MATERIAL PROVIDED section start

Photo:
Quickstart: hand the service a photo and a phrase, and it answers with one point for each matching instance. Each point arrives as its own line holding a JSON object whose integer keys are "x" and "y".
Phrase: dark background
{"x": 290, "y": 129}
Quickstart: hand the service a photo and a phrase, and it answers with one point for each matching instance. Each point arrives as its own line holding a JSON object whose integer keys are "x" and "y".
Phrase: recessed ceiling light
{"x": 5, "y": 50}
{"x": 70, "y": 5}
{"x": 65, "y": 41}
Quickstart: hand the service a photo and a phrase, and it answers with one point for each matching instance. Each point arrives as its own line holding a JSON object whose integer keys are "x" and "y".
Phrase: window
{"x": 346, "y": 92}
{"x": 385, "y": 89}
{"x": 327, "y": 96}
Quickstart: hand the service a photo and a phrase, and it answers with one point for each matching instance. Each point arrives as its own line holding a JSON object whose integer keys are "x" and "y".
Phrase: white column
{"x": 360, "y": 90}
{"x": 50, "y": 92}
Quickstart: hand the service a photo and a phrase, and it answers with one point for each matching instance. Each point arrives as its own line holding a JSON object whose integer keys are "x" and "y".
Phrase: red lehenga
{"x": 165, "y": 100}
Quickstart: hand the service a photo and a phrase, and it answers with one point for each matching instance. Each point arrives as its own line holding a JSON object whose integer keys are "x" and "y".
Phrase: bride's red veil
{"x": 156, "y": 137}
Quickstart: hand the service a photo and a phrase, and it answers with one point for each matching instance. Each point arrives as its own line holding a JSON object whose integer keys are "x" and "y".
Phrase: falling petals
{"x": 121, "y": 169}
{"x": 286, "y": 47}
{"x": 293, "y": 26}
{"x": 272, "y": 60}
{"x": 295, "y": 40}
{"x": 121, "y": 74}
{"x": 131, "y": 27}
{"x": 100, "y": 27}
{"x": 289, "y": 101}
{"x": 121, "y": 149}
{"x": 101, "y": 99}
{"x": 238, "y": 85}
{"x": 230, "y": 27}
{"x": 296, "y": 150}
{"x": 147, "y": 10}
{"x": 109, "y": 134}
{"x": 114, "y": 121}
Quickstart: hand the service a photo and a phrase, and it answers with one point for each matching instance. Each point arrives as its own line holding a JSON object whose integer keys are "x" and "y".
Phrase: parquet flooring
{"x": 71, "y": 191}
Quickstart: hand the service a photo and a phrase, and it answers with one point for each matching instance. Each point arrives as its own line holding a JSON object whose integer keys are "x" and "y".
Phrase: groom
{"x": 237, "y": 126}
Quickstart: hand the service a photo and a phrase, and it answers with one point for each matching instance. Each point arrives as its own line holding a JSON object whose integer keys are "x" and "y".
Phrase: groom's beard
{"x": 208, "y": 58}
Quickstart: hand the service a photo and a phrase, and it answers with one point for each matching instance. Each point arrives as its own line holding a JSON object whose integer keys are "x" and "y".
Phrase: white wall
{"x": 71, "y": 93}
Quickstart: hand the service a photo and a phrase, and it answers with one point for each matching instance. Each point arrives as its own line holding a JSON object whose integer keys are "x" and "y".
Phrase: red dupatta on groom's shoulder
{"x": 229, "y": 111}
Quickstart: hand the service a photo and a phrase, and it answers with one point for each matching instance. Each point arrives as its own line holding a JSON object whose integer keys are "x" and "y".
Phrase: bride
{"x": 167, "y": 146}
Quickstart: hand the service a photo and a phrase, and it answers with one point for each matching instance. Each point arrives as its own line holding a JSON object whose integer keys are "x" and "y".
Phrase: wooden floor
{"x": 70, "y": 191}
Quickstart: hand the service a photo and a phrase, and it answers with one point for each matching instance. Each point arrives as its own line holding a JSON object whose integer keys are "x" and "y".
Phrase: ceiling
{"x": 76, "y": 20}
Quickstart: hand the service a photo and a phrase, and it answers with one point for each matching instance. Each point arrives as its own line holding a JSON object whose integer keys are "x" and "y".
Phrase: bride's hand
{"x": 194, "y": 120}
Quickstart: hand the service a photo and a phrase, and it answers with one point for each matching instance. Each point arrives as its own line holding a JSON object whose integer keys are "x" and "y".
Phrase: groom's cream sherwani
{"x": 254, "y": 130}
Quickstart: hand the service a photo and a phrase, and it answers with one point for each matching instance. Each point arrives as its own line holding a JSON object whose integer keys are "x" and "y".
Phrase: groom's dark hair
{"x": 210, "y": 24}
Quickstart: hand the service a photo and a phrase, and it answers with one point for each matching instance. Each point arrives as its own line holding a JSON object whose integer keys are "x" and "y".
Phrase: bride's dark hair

MATERIAL PROVIDED section end

## THE PROBLEM
Exactly reproduce every line found in the records.

## ANSWER AREA
Photo:
Quickstart: hand the service a photo and a phrase, and it answers with one point for each matching instance. Each point arrives as its own line holding a JSON object whose integer keys are "x" and "y".
Phrase: dark background
{"x": 290, "y": 129}
Quickstart: hand the service a photo and a phrase, and it answers with one point for each matching instance. Each point arrives as its own line holding a JSON object whose integer keys are "x" and "y".
Phrase: recessed ceiling light
{"x": 5, "y": 50}
{"x": 70, "y": 5}
{"x": 65, "y": 41}
Quickstart: hand the service a photo and a phrase, and it answers with one point for each matching instance. Each point arrives as its own line holding a JSON object whose integer keys are "x" and "y".
Phrase: window
{"x": 346, "y": 92}
{"x": 385, "y": 89}
{"x": 327, "y": 96}
Quickstart: hand the service a photo and a phrase, and it answers with one point for each matching instance. Each point arrives as its own line holding a JSON object whose integer keys are "x" and "y".
Phrase: white column
{"x": 360, "y": 90}
{"x": 50, "y": 92}
Quickstart: hand the service a photo and a phrase, and it answers with one point for each matching instance. Each point arrives as its own line holding a JSON object whose integer keys are "x" and "y".
Phrase: red lehenga
{"x": 165, "y": 100}
Quickstart: hand the service a photo and a phrase, and it answers with one point for each matching instance. Each point arrives as its own line holding a JSON object whose integer keys are "x" and "y".
Phrase: bride's red veil
{"x": 156, "y": 137}
Quickstart: hand the service a photo and a phrase, and it answers with one point for each matching instance. Each point arrives as its own line holding a JSON object whose integer keys are "x" and "y".
Phrase: falling petals
{"x": 121, "y": 169}
{"x": 286, "y": 47}
{"x": 293, "y": 26}
{"x": 272, "y": 60}
{"x": 295, "y": 40}
{"x": 121, "y": 74}
{"x": 131, "y": 27}
{"x": 100, "y": 27}
{"x": 289, "y": 101}
{"x": 121, "y": 149}
{"x": 101, "y": 99}
{"x": 238, "y": 85}
{"x": 230, "y": 27}
{"x": 296, "y": 150}
{"x": 147, "y": 10}
{"x": 109, "y": 134}
{"x": 114, "y": 121}
Quickstart: hand the service a photo and a phrase, and it answers with one point for each matching instance. Each point arrives as its own line holding a JSON object whose integer keys are "x" and "y".
Phrase: parquet flooring
{"x": 71, "y": 191}
Quickstart: hand the service a photo and a phrase, and it answers with one point for each matching instance. Each point arrives as its own line holding a JSON object whose integer keys are "x" and "y".
Phrase: groom
{"x": 237, "y": 126}
Quickstart: hand the service a photo and a phrase, and it answers with one point for each matching instance. Each point arrives as its own line holding a JSON object whose integer keys are "x" and "y".
Phrase: groom's beard
{"x": 208, "y": 58}
Quickstart: hand the service a photo and a phrase, and it answers with one point for each matching instance. Each point arrives as its own line holding a JSON object whose integer keys are "x" and "y".
Phrase: white wall
{"x": 71, "y": 93}
Quickstart: hand the service a photo and a phrase, and it answers with one point for each matching instance. Each point arrives as its own line holding a JSON object whose integer keys are "x" and "y".
Phrase: red dupatta on groom's shoulder
{"x": 229, "y": 111}
Quickstart: hand the service a photo and a phrase, and it answers with one point for each matching instance. Each point arrives as its own line holding a JSON object whose integer keys are "x" and "y".
Phrase: bride
{"x": 167, "y": 146}
Quickstart: hand the service a photo and a phrase, and it answers with one point for each matching instance. Each point arrives as its own line holding a JSON object whose integer keys are "x" and "y".
Phrase: wooden floor
{"x": 70, "y": 191}
Quickstart: hand the service a photo and a phrase, and it answers with one point for each matching instance. Each point arrives as its own line holding a JSON object whose integer keys are "x" and "y".
Phrase: ceiling
{"x": 76, "y": 20}
Quickstart: hand the service a photo and a phrase, and it answers with one point for each matching instance. Each point arrives as its own line holding a JSON object whose integer keys are "x" and "y".
Phrase: bride's hand
{"x": 194, "y": 120}
Quickstart: hand the service a photo and a phrase, and it answers with one point for each matching instance. Each point arrives as its own line holding a JSON object whose integer keys are "x" and "y".
Phrase: groom's cream sherwani
{"x": 254, "y": 130}
Quickstart: hand the service a photo and a phrase, and it answers with one point for each matching instance. Each point arrives as its own line holding a JSON object whose integer keys are "x" and "y".
Phrase: groom's dark hair
{"x": 210, "y": 24}
Quickstart: hand the service a photo and a phrase, and it answers with one point for each matching instance. Each point arrives as its own line holding a JSON object whose integer keys are "x" and "y".
Phrase: bride's dark hair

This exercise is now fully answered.